*Exercises to complete*.
1. Could you extract the passage of the Iraq archaeology article, starting at "Sunday, Jan 11, 2026" and ending at "Iraq, archaeologists said.", word for word?
2. How might the Iraq archaeology article go on? Extend it from the point where it stops.

*Excerpt*.
+ + +
Beautiful Virgin Islands

Sunday, Jan 11, 2026

2,700-Year-Old Wine Press, Carvings Discovered By Archaeologists In Iraq

2,700-Year-Old Wine Press, Carvings Discovered By Archaeologists In Iraq

The stone bas-reliefs, showing kings praying to the gods, were cut into the walls of a nearly nine-kilometre-long (5.5-mile) irrigation canal at Faida in northern Iraq, archaeologists said.

Archaeologists in Iraq revealed Sunday their discovery of a large-scale wine factory from the rule of the Assyrian kings 2,700 years ago, along with stunning monumental rock-carved royal reliefs.

The stone bas-reliefs, showing kings praying to the gods, were cut into the walls of a nearly nine-kilometre-long (5.5-mile) irrigation canal at Faida in northern Iraq, the joint team of archaeologists from the Department of Antiquities in Dohuk and colleagues from Italy said.

The carvings, 12 panels measuring five metres (16 feet) wide and two metres tall, show gods, kings and sacred animals. They date from the reigns of Sargon II (721-705 BC) and his son Sennacherib.

"There are other places with rock reliefs in Iraq, especially in Kurdistan, but none are so huge and monumental as this one," said Italian archaeologist Daniele Morandi Bonacossi.

"The scenes represent the Assyrian king praying in front the Assyrian gods," he said, noting that the seven key gods are all seen, including Ishtar, the goddess of love and war, who is depicted on top of a lion.

Ancient 'propaganda scene'


The irrigation canal was cut into limestone to carry water from the hills to the fields of farmers, and the carvings were made to remind people of the king who ordered its construction.

"It was not only a religious scene of prayer, it was also political, a sort of propaganda scene," Morandi Bonacossi added.

"The king, in this way, wanted to show to the people living in the area that he was the one who has created these massive irrigation systems, so... the people should remember this and remain loyal."

At Khinis, also near Dohuk, the team unearthed giant stone basins cut into white rock that were used in commercial wine-making during the reign of Sennacherib, in the late 8th or early 7th century BC.
+ + +
*Entries supplied*.
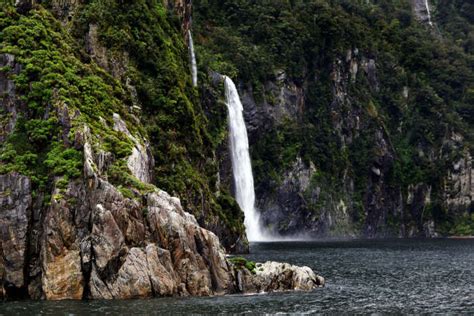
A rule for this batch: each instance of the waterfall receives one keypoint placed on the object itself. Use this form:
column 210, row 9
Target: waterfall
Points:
column 193, row 59
column 241, row 166
column 428, row 12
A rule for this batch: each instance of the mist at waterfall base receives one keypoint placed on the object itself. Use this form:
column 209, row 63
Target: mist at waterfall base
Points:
column 373, row 277
column 241, row 165
column 242, row 170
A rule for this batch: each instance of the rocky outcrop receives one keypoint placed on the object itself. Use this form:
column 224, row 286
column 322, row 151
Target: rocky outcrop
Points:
column 275, row 276
column 183, row 8
column 8, row 100
column 422, row 11
column 15, row 212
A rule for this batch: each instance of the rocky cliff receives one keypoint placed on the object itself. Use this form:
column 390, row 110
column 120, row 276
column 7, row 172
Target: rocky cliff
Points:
column 81, row 216
column 355, row 128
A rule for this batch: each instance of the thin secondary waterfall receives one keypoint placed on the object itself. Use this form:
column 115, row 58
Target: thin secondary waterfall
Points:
column 428, row 12
column 193, row 59
column 241, row 166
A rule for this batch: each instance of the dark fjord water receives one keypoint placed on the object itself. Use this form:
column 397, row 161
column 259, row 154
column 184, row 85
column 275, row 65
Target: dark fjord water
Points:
column 363, row 277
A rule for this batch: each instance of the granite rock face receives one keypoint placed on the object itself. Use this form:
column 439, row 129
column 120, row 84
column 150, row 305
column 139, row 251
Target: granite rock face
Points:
column 276, row 277
column 15, row 211
column 95, row 243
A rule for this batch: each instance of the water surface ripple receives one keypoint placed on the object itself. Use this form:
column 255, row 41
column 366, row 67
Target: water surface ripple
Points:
column 363, row 277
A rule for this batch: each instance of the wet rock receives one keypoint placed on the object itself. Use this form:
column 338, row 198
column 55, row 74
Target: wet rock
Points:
column 275, row 276
column 15, row 209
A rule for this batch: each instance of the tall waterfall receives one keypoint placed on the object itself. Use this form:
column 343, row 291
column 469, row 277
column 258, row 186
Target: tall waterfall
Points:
column 428, row 12
column 193, row 59
column 242, row 169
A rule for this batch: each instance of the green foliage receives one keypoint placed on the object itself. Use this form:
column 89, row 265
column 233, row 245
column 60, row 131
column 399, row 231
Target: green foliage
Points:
column 241, row 263
column 464, row 226
column 309, row 40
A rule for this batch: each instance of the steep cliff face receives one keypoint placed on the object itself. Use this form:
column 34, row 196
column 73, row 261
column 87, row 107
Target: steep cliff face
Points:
column 353, row 132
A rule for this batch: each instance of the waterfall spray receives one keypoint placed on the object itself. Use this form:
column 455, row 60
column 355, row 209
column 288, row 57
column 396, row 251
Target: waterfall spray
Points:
column 241, row 166
column 193, row 59
column 428, row 12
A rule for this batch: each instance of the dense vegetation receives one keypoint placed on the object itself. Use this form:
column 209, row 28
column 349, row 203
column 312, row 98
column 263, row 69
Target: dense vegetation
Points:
column 137, row 44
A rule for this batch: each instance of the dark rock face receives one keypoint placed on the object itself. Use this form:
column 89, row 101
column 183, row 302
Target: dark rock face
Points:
column 15, row 212
column 8, row 99
column 295, row 206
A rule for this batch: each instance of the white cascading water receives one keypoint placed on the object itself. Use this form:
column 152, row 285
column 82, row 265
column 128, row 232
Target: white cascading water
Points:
column 428, row 12
column 193, row 59
column 241, row 166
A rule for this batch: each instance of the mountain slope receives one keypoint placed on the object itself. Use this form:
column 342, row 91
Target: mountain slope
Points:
column 359, row 112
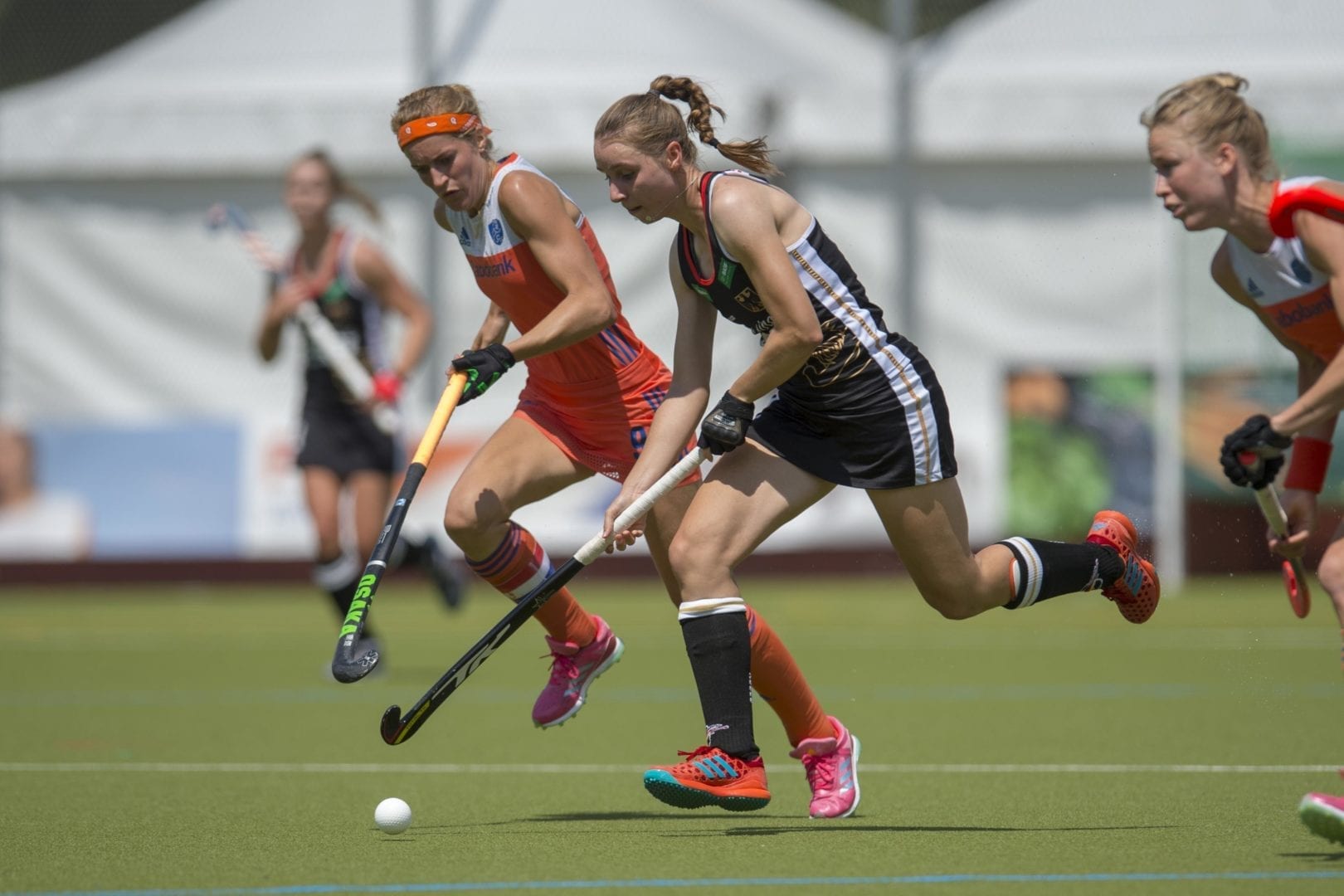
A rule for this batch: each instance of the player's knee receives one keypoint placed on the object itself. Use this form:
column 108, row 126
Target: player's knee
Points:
column 953, row 603
column 689, row 558
column 1331, row 571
+ + +
*Answers for each item*.
1.
Sunday, Jan 11, 2026

2,700-Year-Old Wine Press, Carvings Discovered By Archaeologists In Iraq

2,700-Year-Old Wine Press, Carvings Discovered By Archaeologists In Iraq

The stone bas-reliefs, showing kings praying to the gods, were cut into the walls of a nearly nine-kilometre-long (5.5-mile) irrigation canal at Faida in northern Iraq, archaeologists said.

2.
"It was a sort of industrial wine factory," said Morandi Bonacossi, professor of Near Eastern archaeology at Italy's University of Udine, adding this was the first such discovery in Iraq.

"We have found 14 installations, that were used to press the grapes and extract the juice, which was then processed into wine."

Some of the most famous carvings that have survived from the Assyrian period are the mythical winged bulls, with examples of the monumental reliefs seen in the Iraq Museum in Baghdad, as well as the Louvre in Paris and the British Museum in London.

Iraq was the birthplace of some of the world's earliest cities. As well as Assyrians it was once home to Sumerians and Babylonians, and to among humankind's first examples of writing.

But it is also now a location for smugglers of ancient artifacts.

Looters decimated the country's ancient past, including after the 2003 US-led invasion.

Then, from 2014 and 2017, the Islamic State group demolished dozens of pre-Islamic treasures with bulldozers, pickaxes and explosives. They also used smuggling to finance their operations.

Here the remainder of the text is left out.